━━ INPUT DATA ━━

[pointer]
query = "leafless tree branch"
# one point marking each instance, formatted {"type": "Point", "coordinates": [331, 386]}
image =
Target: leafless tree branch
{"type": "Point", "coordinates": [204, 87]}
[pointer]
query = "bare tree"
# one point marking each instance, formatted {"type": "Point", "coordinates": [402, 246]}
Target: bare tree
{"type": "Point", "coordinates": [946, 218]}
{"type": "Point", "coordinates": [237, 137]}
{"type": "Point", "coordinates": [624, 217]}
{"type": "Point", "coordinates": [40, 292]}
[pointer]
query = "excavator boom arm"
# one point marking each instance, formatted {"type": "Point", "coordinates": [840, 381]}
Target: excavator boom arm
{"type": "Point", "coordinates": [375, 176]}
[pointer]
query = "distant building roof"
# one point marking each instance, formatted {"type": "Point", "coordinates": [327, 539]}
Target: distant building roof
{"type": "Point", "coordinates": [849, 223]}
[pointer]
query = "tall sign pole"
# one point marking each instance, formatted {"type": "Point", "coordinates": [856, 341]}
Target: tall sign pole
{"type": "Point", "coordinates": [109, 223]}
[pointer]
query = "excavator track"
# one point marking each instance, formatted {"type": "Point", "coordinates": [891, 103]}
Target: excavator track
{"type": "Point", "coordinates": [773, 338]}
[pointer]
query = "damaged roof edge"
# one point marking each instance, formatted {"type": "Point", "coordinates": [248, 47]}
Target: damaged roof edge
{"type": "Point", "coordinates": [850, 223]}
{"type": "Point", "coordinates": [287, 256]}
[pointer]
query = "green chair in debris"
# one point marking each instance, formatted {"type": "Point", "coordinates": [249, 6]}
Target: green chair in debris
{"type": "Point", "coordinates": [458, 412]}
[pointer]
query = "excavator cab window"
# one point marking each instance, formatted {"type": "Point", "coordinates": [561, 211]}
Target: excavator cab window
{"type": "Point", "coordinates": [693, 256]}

━━━

* EXERCISE DESCRIPTION: Return every line from the entries above that contains the word "formatted".

* RESPONSE:
# one point marking each instance, formatted {"type": "Point", "coordinates": [331, 386]}
# one point marking each instance, formatted {"type": "Point", "coordinates": [402, 246]}
# one point marking each instance, formatted {"type": "Point", "coordinates": [840, 381]}
# one point marking each instance, formatted {"type": "Point", "coordinates": [327, 539]}
# one point marking each instance, formatted {"type": "Point", "coordinates": [856, 341]}
# one point marking each instance, formatted {"type": "Point", "coordinates": [891, 103]}
# one point marking each instance, formatted {"type": "Point", "coordinates": [248, 47]}
# one point marking each instance, formatted {"type": "Point", "coordinates": [249, 6]}
# one point marking each instance, formatted {"type": "Point", "coordinates": [561, 211]}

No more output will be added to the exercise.